Brief: Starting at the line that contains "Guideline: the keypoint for each instance of the white sneaker", output each line through the end of the data exactly, and nothing more.

Stored data entries
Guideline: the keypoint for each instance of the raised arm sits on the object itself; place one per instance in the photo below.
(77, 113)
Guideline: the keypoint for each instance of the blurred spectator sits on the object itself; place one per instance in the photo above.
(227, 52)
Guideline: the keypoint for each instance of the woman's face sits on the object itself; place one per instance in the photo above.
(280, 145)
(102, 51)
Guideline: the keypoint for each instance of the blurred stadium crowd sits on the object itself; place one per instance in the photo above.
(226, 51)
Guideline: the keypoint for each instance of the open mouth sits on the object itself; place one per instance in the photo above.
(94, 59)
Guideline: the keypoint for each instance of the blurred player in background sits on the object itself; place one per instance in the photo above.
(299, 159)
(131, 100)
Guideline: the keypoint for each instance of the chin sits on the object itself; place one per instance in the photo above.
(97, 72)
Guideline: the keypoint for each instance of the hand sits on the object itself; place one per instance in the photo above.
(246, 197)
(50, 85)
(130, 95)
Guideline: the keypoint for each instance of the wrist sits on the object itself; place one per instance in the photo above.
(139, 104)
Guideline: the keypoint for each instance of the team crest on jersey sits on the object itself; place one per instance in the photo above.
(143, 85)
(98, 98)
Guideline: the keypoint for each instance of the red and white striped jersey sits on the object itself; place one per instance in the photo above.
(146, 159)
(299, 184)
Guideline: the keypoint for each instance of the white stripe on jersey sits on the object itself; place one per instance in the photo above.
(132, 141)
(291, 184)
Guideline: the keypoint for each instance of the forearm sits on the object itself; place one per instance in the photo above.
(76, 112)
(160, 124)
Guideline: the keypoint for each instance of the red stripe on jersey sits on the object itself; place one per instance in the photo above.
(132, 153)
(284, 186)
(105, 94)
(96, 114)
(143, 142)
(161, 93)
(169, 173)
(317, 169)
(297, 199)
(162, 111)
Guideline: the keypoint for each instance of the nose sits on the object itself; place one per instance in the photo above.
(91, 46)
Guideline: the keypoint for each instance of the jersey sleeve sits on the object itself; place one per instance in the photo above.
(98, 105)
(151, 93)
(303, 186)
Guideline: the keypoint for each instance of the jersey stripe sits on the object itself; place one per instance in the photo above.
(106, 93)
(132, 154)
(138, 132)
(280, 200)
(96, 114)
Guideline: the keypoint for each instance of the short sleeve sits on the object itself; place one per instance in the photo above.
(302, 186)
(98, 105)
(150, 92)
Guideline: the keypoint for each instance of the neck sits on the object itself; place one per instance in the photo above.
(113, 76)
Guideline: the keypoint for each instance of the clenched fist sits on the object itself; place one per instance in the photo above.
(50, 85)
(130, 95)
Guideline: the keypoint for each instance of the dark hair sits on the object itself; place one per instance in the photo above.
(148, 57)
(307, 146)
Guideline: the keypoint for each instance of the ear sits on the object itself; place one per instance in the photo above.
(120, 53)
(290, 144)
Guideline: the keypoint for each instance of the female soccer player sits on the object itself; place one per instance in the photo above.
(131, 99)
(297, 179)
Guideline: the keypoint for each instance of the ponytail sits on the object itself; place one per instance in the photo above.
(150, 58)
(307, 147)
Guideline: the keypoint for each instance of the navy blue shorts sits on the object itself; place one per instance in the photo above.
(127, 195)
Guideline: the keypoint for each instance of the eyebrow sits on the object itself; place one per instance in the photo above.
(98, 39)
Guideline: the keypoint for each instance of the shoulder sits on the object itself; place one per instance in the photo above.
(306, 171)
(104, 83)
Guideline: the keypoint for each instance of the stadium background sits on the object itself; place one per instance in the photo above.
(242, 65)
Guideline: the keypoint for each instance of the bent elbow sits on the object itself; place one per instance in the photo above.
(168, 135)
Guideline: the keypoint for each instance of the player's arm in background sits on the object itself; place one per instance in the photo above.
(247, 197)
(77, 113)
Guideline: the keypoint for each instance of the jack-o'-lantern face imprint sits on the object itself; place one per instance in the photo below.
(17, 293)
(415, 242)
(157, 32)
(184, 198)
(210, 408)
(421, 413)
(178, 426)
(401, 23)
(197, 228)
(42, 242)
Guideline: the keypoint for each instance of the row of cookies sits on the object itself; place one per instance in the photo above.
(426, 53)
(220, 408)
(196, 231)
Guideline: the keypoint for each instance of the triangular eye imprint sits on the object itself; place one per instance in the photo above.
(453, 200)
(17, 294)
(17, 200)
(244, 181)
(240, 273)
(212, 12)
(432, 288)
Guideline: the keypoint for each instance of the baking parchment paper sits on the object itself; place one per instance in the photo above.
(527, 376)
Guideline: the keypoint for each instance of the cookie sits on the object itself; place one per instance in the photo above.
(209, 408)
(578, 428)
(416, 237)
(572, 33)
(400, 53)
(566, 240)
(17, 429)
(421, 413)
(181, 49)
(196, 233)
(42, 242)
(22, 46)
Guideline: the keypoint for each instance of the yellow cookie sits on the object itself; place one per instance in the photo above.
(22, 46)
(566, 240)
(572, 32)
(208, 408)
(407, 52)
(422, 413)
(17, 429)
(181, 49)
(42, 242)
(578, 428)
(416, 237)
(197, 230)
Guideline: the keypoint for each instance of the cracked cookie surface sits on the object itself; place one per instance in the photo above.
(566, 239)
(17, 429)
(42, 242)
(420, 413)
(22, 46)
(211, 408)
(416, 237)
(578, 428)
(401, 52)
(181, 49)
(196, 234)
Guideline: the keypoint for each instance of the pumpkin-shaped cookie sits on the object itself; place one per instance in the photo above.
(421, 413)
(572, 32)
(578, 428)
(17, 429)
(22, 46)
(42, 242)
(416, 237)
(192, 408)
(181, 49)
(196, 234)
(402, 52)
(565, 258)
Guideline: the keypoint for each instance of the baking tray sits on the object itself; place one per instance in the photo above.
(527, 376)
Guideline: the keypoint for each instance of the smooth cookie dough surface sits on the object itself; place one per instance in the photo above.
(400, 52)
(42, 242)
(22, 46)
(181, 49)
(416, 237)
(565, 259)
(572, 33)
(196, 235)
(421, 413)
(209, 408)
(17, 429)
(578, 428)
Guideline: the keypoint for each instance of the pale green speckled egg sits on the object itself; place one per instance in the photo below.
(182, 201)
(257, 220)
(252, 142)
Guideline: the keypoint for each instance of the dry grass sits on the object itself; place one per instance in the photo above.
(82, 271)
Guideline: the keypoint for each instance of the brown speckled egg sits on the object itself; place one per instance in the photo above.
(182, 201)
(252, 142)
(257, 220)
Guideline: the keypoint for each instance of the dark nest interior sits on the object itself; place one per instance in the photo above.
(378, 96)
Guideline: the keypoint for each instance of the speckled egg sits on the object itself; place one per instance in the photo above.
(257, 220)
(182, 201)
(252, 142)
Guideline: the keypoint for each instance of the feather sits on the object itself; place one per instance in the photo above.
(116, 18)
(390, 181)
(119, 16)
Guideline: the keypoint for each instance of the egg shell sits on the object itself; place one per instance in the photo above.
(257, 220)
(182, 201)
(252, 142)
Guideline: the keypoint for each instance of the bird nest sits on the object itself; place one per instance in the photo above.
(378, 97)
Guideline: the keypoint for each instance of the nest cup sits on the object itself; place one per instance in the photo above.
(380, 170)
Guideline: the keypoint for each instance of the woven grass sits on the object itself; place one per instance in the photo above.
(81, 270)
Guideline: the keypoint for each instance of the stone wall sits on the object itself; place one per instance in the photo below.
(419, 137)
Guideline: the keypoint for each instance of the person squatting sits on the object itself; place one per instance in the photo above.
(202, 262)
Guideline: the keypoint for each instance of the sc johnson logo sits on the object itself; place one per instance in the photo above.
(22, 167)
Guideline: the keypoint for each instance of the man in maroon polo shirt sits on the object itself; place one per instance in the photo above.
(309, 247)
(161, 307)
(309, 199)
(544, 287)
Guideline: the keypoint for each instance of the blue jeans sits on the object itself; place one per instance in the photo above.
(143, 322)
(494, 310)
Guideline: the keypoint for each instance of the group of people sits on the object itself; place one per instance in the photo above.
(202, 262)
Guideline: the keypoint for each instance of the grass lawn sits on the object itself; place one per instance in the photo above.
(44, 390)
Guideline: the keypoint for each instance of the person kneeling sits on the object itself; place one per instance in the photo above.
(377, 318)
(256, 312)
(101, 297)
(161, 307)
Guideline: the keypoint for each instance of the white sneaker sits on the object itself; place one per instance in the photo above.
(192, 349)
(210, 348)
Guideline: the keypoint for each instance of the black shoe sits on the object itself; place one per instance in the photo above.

Answer to this problem:
Guideline: the keypoint for each instance of the white sneaker sits on the object itself; place one per instance in the photo above.
(192, 349)
(210, 348)
Guideline: the keypoint for each instance of the black shoe sits on the object itself; place one per instance in the photo above.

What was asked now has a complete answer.